Alıştırma koşulları:
Aşağıdaki kayıtlarda "target | wooden table surface" ifadesini içeren satırdan kayıtların sonuna kadar, iki uç da dahil olmak üzere, istek satırlarıyla birlikte tüm satırları yeniden yazın. Yalnızca yanıtlardaki nokta koordinatlarının her sayısına -103 ekleyin; istek satırlarındaki ve biçim örneklerindeki sayıları değiştirmeyin.
--- Verilen veriler ---
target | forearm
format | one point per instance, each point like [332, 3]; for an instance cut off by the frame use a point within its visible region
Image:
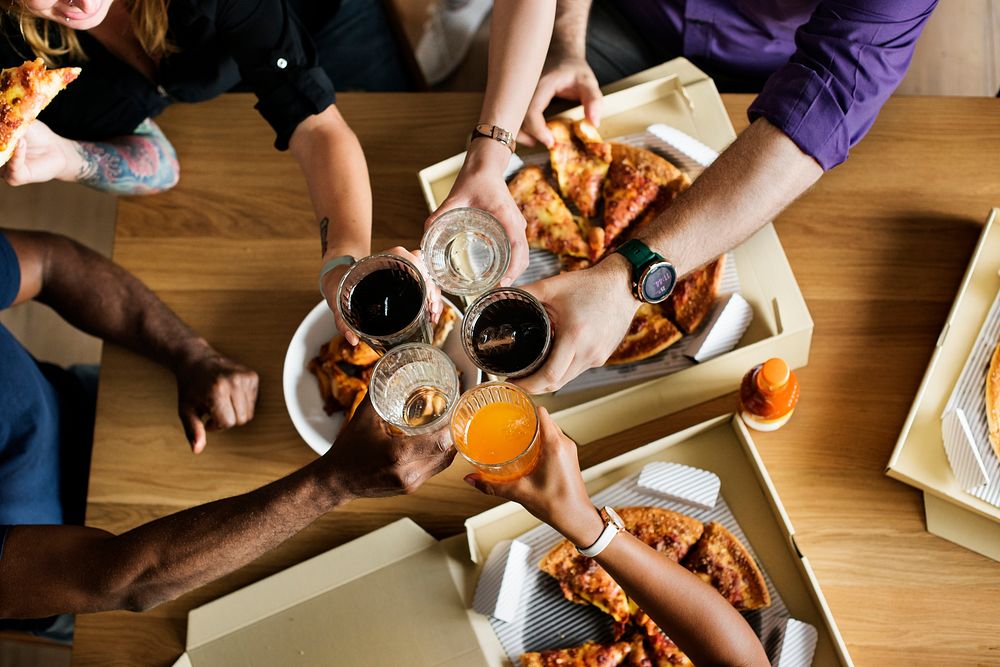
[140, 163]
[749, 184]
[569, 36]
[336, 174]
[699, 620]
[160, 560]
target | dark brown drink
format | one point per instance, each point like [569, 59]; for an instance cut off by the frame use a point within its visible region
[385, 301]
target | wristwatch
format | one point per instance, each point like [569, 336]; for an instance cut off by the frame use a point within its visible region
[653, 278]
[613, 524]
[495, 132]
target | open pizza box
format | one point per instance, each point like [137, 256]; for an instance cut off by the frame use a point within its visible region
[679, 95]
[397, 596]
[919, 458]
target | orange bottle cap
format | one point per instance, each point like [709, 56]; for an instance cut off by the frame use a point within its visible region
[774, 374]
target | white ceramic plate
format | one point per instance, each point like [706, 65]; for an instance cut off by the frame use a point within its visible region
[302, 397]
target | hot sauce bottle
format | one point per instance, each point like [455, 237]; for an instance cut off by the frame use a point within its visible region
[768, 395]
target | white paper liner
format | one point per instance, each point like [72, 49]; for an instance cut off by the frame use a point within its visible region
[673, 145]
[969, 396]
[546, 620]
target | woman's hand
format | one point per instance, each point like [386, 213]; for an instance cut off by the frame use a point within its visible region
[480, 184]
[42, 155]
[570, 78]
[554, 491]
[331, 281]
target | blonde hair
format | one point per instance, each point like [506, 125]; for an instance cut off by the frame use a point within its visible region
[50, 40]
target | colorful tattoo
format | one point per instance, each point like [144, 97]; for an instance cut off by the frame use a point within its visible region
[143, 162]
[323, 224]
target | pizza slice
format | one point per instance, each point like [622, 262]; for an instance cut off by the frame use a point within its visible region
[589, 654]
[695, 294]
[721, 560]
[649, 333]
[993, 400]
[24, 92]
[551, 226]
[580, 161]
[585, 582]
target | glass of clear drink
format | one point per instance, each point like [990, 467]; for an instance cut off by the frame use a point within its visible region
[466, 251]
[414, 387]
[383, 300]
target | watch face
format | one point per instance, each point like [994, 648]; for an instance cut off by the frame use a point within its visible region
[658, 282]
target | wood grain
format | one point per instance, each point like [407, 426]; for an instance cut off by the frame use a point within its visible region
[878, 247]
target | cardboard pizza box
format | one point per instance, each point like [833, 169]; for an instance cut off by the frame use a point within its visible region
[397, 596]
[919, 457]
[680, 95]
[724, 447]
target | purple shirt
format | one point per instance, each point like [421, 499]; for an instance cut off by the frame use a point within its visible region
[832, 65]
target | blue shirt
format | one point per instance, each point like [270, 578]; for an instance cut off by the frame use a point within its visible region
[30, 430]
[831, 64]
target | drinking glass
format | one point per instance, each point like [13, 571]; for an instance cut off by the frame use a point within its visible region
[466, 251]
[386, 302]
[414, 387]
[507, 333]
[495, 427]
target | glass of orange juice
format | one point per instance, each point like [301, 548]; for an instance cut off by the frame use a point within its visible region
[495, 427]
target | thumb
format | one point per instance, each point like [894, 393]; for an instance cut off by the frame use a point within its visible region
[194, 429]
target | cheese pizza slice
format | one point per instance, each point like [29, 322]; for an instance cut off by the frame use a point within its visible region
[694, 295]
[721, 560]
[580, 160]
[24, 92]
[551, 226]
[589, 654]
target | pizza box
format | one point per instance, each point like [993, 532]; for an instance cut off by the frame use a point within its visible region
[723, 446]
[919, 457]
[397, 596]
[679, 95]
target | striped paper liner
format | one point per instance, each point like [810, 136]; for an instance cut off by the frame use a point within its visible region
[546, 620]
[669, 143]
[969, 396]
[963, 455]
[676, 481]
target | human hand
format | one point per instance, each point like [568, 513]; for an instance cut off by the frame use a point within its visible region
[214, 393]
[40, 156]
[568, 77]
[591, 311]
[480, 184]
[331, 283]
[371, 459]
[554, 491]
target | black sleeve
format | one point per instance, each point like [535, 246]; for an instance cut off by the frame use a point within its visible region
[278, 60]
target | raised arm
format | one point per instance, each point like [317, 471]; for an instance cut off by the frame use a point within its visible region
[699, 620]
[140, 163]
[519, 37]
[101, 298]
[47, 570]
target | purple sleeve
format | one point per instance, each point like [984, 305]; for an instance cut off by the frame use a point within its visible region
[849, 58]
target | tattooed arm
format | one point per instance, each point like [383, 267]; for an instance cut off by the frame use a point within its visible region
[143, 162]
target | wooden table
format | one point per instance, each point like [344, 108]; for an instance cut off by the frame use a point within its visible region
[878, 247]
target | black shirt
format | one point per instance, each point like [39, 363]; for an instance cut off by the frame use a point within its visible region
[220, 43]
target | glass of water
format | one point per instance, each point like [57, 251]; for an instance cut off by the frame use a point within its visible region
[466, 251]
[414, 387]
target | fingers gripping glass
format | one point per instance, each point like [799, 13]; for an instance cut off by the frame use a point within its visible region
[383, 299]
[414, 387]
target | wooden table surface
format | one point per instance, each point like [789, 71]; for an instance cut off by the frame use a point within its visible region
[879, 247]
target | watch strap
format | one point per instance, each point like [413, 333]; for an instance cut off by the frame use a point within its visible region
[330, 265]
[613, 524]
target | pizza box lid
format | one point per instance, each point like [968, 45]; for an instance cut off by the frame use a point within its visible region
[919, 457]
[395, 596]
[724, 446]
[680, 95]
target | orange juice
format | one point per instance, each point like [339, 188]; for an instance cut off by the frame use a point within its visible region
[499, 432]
---
Sonuç:
target | wooden table surface
format | one point per instance, each point like [789, 71]; for an instance cut off by the frame use a point within its visible region
[776, 144]
target | watch strap
format | one point per instance, each point like [413, 333]; for an instance cut off by the frame use a point within its visible region
[227, 162]
[510, 421]
target | pizza box lid
format | one point per instance, each point like [968, 45]; for an instance cut off by the frame use a point within its visible region
[816, 354]
[292, 493]
[621, 343]
[577, -8]
target | orange juice
format | one point per instance, each point like [339, 188]; for an instance cut off by the frame use a point within its visible region
[396, 329]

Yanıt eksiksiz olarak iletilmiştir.